Exercise prompt :: Copy the full listing, changing nothing.

Dataset records ::
....

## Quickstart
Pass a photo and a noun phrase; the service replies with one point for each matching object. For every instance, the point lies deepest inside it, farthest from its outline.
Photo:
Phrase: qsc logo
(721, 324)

....

Answer space ::
## Quickstart
Pass a photo and a noun phrase; the service replies with one point for each matching object. For every instance, the point lies deepest inside it, farthest from its outline.
Photo:
Phrase: qsc logo
(721, 324)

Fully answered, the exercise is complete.